> PASSAGE TO READ
=-=-=-=-=
= Wilful fire raising =

Common law offence under Scots law

Wilful fire-raising is a common law offence under Scots law applicable to deliberately starting fires with intent to cause damage to property.

The offence is not fully equivalent to the offence of arson in England and Wales. The difference is that wilful fire-raising only covers fires that were started deliberately. The English-Welsh offence of arson can include cases where the fire was not entirely deliberate but made possible through malicious or reckless behaviour. In Scots law, if a fire is the result of an act of recklessness, then the offence of culpable and reckless conduct applies. It is common to find both offences charged together where criminal events involve fire and both offences carry a maximum sentence of life imprisonment. In practice, wilful fire-raising is often treated as being equivalent to arson for some purposes such as statistics.
=-=-=-=-=
> PROVIDED MATERIAL
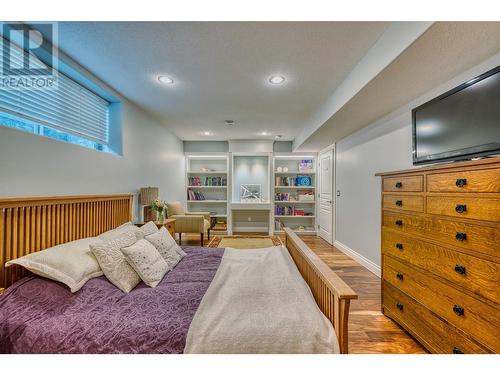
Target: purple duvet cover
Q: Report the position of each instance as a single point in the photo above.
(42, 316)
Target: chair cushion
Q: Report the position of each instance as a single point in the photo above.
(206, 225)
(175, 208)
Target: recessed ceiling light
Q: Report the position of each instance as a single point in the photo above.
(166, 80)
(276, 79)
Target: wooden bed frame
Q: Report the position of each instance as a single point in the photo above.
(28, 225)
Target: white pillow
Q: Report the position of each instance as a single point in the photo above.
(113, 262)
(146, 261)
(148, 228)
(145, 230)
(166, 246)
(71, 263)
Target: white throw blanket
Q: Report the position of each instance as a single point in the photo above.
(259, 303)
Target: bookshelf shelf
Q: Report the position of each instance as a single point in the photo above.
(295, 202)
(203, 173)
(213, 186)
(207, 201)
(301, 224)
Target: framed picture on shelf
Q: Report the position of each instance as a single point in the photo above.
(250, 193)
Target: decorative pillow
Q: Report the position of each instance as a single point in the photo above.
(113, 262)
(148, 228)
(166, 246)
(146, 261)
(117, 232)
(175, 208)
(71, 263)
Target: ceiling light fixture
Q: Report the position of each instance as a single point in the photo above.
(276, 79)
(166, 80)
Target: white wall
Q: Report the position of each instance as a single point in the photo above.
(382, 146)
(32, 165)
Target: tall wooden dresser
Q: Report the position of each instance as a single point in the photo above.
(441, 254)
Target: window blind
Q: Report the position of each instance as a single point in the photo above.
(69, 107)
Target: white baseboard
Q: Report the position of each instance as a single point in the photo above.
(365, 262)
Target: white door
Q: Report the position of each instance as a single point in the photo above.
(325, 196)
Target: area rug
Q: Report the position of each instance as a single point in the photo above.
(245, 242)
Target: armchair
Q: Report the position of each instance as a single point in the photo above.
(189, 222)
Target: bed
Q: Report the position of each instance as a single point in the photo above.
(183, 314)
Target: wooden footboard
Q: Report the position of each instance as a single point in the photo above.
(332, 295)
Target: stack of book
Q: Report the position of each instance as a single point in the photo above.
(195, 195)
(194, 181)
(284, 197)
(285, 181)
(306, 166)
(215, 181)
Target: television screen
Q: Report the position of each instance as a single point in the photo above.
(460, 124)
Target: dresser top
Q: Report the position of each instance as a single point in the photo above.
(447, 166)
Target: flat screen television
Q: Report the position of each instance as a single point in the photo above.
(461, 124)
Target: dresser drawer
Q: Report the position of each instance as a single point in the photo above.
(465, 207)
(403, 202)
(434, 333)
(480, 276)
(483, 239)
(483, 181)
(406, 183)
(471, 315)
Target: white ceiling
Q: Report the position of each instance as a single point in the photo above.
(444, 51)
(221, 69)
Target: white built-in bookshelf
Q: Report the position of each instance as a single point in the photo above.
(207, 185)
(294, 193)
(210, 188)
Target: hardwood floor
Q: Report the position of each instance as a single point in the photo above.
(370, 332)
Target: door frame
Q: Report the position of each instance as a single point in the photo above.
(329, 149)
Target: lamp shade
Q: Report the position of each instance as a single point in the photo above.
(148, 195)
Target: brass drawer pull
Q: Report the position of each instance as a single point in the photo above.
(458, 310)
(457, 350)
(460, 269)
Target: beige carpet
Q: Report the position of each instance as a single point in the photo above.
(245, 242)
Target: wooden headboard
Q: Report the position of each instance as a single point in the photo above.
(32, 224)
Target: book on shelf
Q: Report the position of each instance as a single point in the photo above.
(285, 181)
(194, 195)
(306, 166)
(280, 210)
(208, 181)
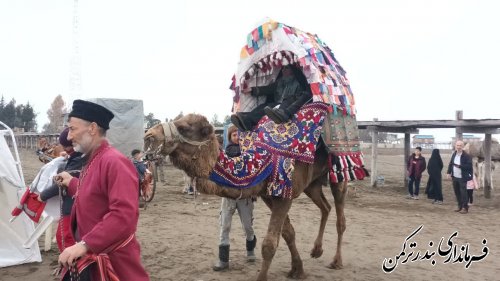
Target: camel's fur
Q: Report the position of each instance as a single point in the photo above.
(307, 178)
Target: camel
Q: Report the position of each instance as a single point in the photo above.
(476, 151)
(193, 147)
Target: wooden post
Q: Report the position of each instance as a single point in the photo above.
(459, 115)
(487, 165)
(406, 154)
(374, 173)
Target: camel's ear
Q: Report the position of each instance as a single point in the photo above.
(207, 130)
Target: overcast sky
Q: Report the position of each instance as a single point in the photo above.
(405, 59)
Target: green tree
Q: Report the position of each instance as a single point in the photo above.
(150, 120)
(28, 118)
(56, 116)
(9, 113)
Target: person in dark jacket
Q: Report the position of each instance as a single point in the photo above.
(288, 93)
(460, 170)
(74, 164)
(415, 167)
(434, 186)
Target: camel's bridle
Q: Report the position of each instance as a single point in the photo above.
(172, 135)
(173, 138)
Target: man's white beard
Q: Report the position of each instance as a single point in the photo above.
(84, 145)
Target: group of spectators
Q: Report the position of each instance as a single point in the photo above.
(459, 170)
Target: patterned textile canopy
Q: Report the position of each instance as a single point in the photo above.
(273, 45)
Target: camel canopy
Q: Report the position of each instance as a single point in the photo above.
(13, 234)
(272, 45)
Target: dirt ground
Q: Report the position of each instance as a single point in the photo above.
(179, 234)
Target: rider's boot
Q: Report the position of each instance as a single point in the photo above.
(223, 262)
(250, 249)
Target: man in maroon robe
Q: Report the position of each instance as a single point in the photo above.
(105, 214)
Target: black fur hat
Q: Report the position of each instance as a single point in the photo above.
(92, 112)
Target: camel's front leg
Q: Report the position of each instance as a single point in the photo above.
=-=-=-=-=
> COMPLETE THE FOLLOWING
**a.** Reproduce the records verbatim, everything from the line containing "Target: overcast sky" down to the end of the records.
**b.** Write the next part of the passage on wilful fire-raising in Scots law, picking up from its final sentence.

> ANSWERS FOR THE EXERCISE
**a.**
Target: overcast sky
Q: Report the position of each instance as a single point in the photo above.
(405, 59)
Target: green tree
Q: Report the position of each instance as a single point in the photo above.
(150, 120)
(28, 118)
(56, 116)
(9, 113)
Target: person in dark jacket
Q: Report the position of each instance as a single point in the photo above.
(288, 93)
(460, 170)
(74, 164)
(415, 167)
(434, 186)
Target: camel's bridle
Q: Report the position of each instance as a single point in the photo above.
(172, 135)
(173, 138)
Target: man's white beard
Q: Report the position of each instance as a single point in the photo above.
(84, 145)
Target: group of spectators
Q: Report the position of each instance as a single point in the photo above.
(459, 170)
Target: patterned textile canopy
Q: Report the position of each instance as a single point in the photo above.
(273, 45)
Target: camel canopy
Q: Report the position of each instance as a single point in the photo above.
(13, 234)
(272, 45)
Target: dirt ground
Q: Report the position of each instance as a single point in the photo above.
(179, 234)
Target: rider's boot
Q: Report the position of each instance as a single point in the photo above.
(223, 262)
(250, 249)
Target: man in maroon robe
Q: Report the position of each instance as a single point in the photo above.
(105, 214)
Target: black fur hat
Q: Report the position of each instance as a single point in the photo above.
(92, 112)
Target: camel's front leg
Q: Report the position of each instance as a single point in the photo above.

**b.**
Prior to the case of Byrne v H.M. Advocate (No. 2) there was a distinction between "wilful fire-raising" and "culpable and reckless fire-raising". The former dealt with heritable property (e.g. buildings, trees, crops) while the latter dealt with other property. That case determined that fire-raising (in a criminal context) would be either wilful or reckless (distinct from English statute law which places both together).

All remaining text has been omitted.